- [Task to carry out]: When you retype the records that follow, keep each word as it is and drop any pictures.

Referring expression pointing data
+ + + + + + +

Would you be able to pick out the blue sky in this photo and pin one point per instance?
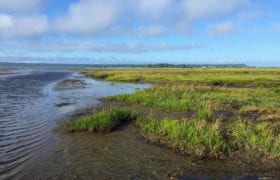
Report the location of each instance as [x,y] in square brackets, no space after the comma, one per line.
[140,31]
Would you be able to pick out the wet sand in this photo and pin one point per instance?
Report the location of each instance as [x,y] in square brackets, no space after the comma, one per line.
[125,154]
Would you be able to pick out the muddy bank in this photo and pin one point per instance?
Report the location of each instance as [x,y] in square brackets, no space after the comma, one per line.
[69,84]
[125,154]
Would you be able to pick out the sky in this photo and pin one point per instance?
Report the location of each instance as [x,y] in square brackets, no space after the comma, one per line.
[140,31]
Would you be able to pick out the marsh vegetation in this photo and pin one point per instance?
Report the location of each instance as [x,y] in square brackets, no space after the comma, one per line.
[232,110]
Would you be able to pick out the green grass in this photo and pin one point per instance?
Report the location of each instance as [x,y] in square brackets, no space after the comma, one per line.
[235,109]
[103,121]
[246,135]
[207,76]
[189,136]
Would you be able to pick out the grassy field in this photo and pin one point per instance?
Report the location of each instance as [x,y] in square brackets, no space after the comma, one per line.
[234,109]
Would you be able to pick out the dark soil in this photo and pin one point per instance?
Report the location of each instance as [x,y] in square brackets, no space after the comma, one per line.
[125,154]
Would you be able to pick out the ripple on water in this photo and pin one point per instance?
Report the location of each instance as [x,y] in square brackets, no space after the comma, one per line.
[24,119]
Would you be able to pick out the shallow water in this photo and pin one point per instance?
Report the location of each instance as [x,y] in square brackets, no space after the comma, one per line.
[29,106]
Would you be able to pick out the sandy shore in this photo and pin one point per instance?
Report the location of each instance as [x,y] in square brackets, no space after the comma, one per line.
[125,154]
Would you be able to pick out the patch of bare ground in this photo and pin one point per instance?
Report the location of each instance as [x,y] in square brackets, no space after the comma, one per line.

+ + + + + + +

- [Your solution]:
Would you be able to pick out the blue sky in this photo and pin one point per instance?
Report the location of each instance as [x,y] in square brackets, no space after the comma, one per line.
[140,31]
Would you be able to pick out the wet sand in this photo and pin one point per instance?
Report the location of each instance as [x,y] in square brackets, no space after the comma, one per line.
[125,154]
Would you be able to pick out the muddy bank in this photo and pin one point per instance?
Report the location of each instance as [x,y] in square brackets, no space after the comma, one per line.
[69,84]
[125,154]
Would you be able to pick out the sky in this photo and pin one point per instance?
Report the location of each instance as [x,y] in square brackets, no space after the comma, one per line.
[140,31]
Would you be able to pick out the marsh vegetation in this photo and pin one point per instance?
Report the location of each instance as [x,y] in square brackets, no space after the comma, one per line.
[232,110]
Would you be able to pick out the green grass in this photo and pin one point per instance?
Report the location of each instance as [x,y] in square brackets, no space after the comma, one per line.
[235,109]
[103,121]
[246,135]
[207,76]
[189,136]
Would you be able to pick out the grassy field in this photo and pin one point per instance?
Report the location of each instance as [x,y] in square brackets, no space after the comma, one per line.
[234,109]
Would you be able to pick out the dark soil in this photo and pin one point per instance?
Report the location of each instance as [x,y] in square brackets, no space after the comma, one per line.
[125,154]
Would you be able to pick out the ripple on water in this photo and pin one point per instance?
Report the location of each instance as [x,y] in square brackets, no space after the comma, one per line.
[24,119]
Would you be able to pick out the shallow water in this photo and pin one point per instance?
Report the location of each instance as [x,y] in square brackets, no space after the comma, one per line.
[29,106]
Would you be able to pick out the sandy shore in this photo and pin one point per instance?
Report the location of each instance as [x,y] in square brackets, no space after the comma, one per line.
[125,154]
Would you be able to pick out the patch of bare ground in this photo and pin one point per instance?
Report the location of each instance as [x,y] in square brackets, no space after the comma, one per line.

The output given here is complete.